Excerpted passage:
+-------+

Ten: Ryan Jensen, 23, RHP, High-A.

Numbers: 42.2 IP, 27 H, 5.48 ERA, 17 BB, 47 K, 7 HR-A.

I’m a Jensen believer, and can absolutely point to the fact that he’s allowed one-or-zero hits in the first five innings in five of his eleven starts this year. But the elephant in the room is the five-and-a-half ERA, and more, the hard-to-believe 1.7 HR/9. And there’s this stat:

Vs RHH: 146/234/268, 4.3 BB%, 29.8 K%

Vs LHH: 231/354/523, 16.5 BB%, 24.1 K%

That’s pretty striking, and will be thrown around a lot to point out Jensen’s likelihood in becoming a reliever. And yet, I’m going to hang onto some belief here in a starter future. I’ve noticed a lot more changeups to lefties in his last 3-4 outings to combat those numbers, which believe it or not have come back to earth quite a bit, and the change is a good pitch. I think he’s still figuring out the right balance on sinker versus four seamer, and I think still figuring out how to throw the breaking ball to lefties. But development is actively happening.

Eleven: Kohl Franklin, 21, RHP, High-A IL.

Others have reported it’s an oblique injury that has kept Franklin out this season, though I think there’s actually been a couple different bad-luck delays. The time in Arizona will have allowed the team there to work on the two most important factors: continued strength development and continued curveball development. We’ll see Kohl at some point in the second half, and the status of his fastball will help inform his next ranking. We know the changeup is great, and I’m confident at some point in the future we’ll see a slider/cutter added.

Twelve: D.J. Herz, 20, LHP, Low-A.

Numbers: 34.2 IP, 17 H, 3.89 ERA, 21 BB, 57 K, 4 HR-A.

+-------+

Supplied material:
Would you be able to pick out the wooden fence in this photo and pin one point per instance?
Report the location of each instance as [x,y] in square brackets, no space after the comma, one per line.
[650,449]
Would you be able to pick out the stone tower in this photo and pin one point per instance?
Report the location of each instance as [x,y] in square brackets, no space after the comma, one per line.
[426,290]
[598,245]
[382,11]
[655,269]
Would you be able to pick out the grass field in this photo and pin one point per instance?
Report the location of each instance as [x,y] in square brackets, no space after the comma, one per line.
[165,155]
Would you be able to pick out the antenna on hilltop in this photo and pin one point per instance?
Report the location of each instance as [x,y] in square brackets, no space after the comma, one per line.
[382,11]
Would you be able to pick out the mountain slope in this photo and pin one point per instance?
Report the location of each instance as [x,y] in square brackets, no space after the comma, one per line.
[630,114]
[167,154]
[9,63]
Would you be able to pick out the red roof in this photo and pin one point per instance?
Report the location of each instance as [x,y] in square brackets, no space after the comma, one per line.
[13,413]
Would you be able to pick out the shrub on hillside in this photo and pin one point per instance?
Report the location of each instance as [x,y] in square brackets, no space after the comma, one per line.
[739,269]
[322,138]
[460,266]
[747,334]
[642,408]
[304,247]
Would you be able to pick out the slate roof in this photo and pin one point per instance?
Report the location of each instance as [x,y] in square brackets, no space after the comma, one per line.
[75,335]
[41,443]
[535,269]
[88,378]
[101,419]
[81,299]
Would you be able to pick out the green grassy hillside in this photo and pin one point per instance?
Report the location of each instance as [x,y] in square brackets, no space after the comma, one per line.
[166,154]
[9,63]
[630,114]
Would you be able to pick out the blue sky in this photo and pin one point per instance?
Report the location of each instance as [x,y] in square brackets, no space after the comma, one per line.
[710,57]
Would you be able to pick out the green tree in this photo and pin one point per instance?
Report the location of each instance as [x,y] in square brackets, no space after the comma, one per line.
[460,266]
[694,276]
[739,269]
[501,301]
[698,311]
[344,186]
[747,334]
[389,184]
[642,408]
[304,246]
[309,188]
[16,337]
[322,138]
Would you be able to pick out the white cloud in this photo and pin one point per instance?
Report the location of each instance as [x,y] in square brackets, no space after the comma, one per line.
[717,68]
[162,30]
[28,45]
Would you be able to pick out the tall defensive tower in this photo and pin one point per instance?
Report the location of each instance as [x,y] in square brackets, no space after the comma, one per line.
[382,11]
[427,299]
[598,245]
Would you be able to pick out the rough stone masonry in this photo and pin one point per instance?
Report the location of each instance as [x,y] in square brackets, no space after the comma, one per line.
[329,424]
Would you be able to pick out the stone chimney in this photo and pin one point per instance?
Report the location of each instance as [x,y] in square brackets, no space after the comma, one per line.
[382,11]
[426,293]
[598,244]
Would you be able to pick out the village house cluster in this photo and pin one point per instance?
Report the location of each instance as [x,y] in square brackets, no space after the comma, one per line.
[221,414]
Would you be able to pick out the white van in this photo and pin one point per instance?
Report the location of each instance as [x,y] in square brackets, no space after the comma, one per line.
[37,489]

+-------+

Direction A:
Answer these questions about the baseball prospect rankings.
(i) In how many of his eleven starts this year has Ryan Jensen allowed one or zero hits in the first five innings?
(ii) What injury have others reported as keeping Kohl Franklin out this season?
(iii) How many strikeouts does D.J. Herz have?
Direction B: Continue the baseball prospect rankings from the end of the excerpt.

Right answer A:
(i) Five.
(ii) An oblique injury.
(iii) 57.

Right answer B:
We’ve discussed him a lot this year, given that seven of his 10 starts have been absolutely dominating. I think it’s easy to look at Herz and quickly throw him into the future-reliever bucket, but I think it’s WAY too early to write anything off. Especially when you fully appreciate how much development has happened since he was drafted. Yes, it’s a cross-body, somewhat-complicated delivery that leaves him liable to miss arm side a lot. But let’s not ignore the athleticism that allows it to work or the deception advantage it creates. The fastball is going to get to consistently mid 90s, the curveball and changeup both flash plus, and I think this guy someday adds a good cutter to the mix. It’s a big ceiling if you let yourself believe in it.

Thirteen: Yohendrick Pinango, 19, LF/RF, Low-A.

Numbers: 217 PA, 264/313/378, 14 BB, 33 K.

I’m giving Pinango a bump up here because his hand-eye coordination is so obviously special. It’s not my favorite swing in the world, but that can be adjusted, and his ability to maintain a 15.2 K% with that swing as a teenager in a full season league speaks to his ability. The swing itself is oddly horizontal, almost reminding me of a slice backhand in tennis, and he has a natural inside-out approach. The ceiling will be determined by the power potential, which is a projection I’m still gauging. Just one of the guys I’ll be watching most closely in the second half.

Fourteen: Kevin Made, 18, SS, Low-A.

Numbers: 47 PA, 178/213/200, 2 BB, 6 K.

Obviously the first-47 PA stat line isn’t great, but I’m seeing a ton of positives here. A year ago, I think everyone thought Made would spend 2021 in the ACL, so his mere presence in Low-A indicates the organization recognized the work he put in during the shutdown. Second, just six strikeouts so far, indicating an under-the-surface pitch recognition ability that is better than I anticipated. He’s overmatched, a lot of lazy groundballs so far, but that’s to be expected. I believe in the power potential, the athleticism is there to stick at shortstop for the indefinite future. Check back in 2023 and you might have a dude.

Fifteen: Cole Roederer, 21, CF, High-A IL.

Numbers: 84 PA, 229/345/300, 12 BB, 20 K.

Is going to miss a big chunk of time here with an elbow injury, which is too bad, because Cole was just starting to heat up at the plate when he went down. There were some slight offensive positives (more walks, less strikeouts, more use of left field), but the sample is too small to trust much. I continue to love what I see in center field and really do believe he’s a long-term fit for the position, albeit with a below-average arm. I’m hoping we see him re-establish his status in the Arizona Fall League.

Honorable Mention

Here are some of the next people I’d consider, but I haven’t thought too much about where they slot in yet.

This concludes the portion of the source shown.